**Source extract**
* * *

# Online/ Electronic Filing for US-Tax Returns



## manny.j (Dec 4, 2011)

Hi Everyone,

Apologies if someone has already shared the electronic tax filing link elsewhere earlier as I was unable to locate it. Therefore sharing this with intentions to help others living outside the US who want to file their US tax return for 2019. 

Following link provides list of all the free software for electronic-filing taxes:

https://apps.irs.gov/app/freeFile/jsp/index.jsp

Within this link there is a 'Free File Online Lookup Tool' to determine which online website would be relevant for one to file their taxes. 

In general, filing is free if one's adjusted gross income in 2019 was $69,000 or less. 


Other relevant link for US-Tax filers living outside the United States:

https://www.irs.gov/individuals/international-taxpayers


----------



## Bevdeforges (Nov 16, 2007)

* * *

**Record excerpts**
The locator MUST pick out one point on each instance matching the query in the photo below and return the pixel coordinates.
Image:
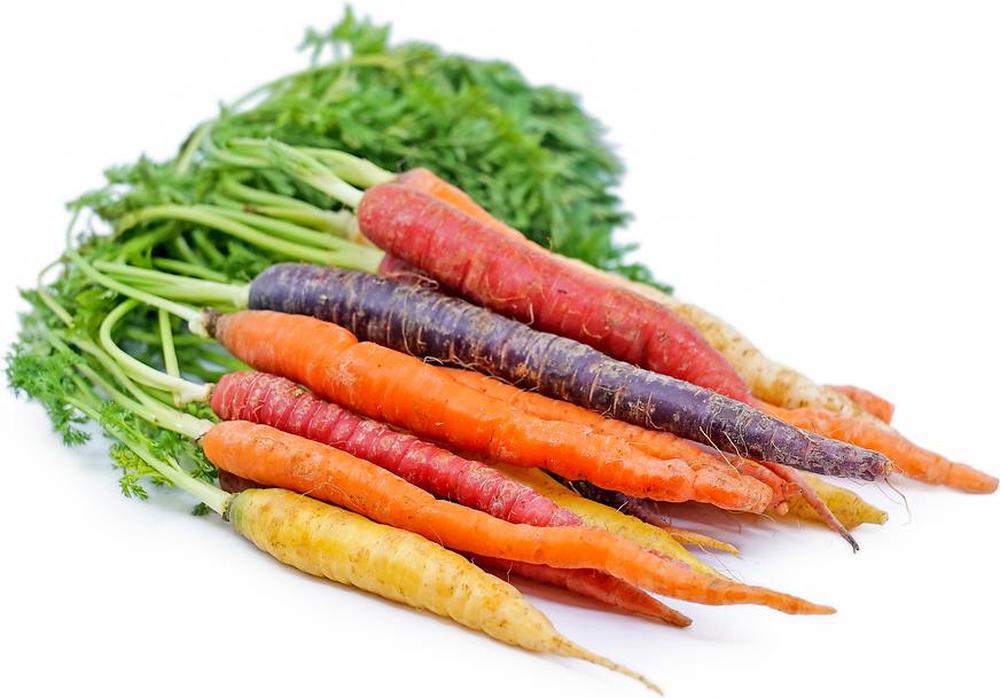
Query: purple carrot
(423, 322)
(280, 403)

* * *

**Tasks and exercises**
**a.** From the forum thread on filing US tax returns online, quote the passage starting at "Apologies if someone" and ending at "was $69,000 or less.".
**b.** Extend the forum thread on filing US tax returns online, picking up right after its final line.

**Task-by-task outputs**
**a.**
Apologies if someone has already shared the electronic tax filing link elsewhere earlier as I was unable to locate it. Therefore sharing this with intentions to help others living outside the US who want to file their US tax return for 2019. 

Following link provides list of all the free software for electronic-filing taxes:

https://apps.irs.gov/app/freeFile/jsp/index.jsp

Within this link there is a 'Free File Online Lookup Tool' to determine which online website would be relevant for one to file their taxes. 

In general, filing is free if one's adjusted gross income in 2019 was $69,000 or less.

**b.**
Just one small addendum - The Free File page also mentions the Free File Fillable option, but says that it's for those with AGI over $69,000. There is no such restriction on the Fillable thing. If it has the forms you need and can handle any additional info that has to be filed with the return, you can use it whether your income is under or over that $69,000 figure.

Also, just be aware that the number of Free File options may be limited for overseas taxpayers, particularly if you are over age 52 or so. (Guess how I know that you don't have to have income over $69,000 to use the Free File Fillable site.)


----------



## manny.j (Dec 4, 2011)

Bevdeforges said:


> Just one small addendum - The Free File page also mentions the Free File Fillable option, but says that it's for those with AGI over $69,000. There is no such restriction on the Fillable thing. If it has the forms you need and can handle any additional info that has to be filed with the return, you can use it whether your income is under or over that $69,000 figure.
> 
> Also, just be aware that the number of Free File options may be limited for overseas taxpayers, particularly if you are over age 52 or so. (Guess how I know that you don't have to have income over $69,000 to use the Free File Fillable site.)


Thanks Bev. Free File Fillable is my preferred way to file my taxes but I think it is currently closed. I guess we all need to wait until it opens shortly...


----------



## Bevdeforges (Nov 16, 2007)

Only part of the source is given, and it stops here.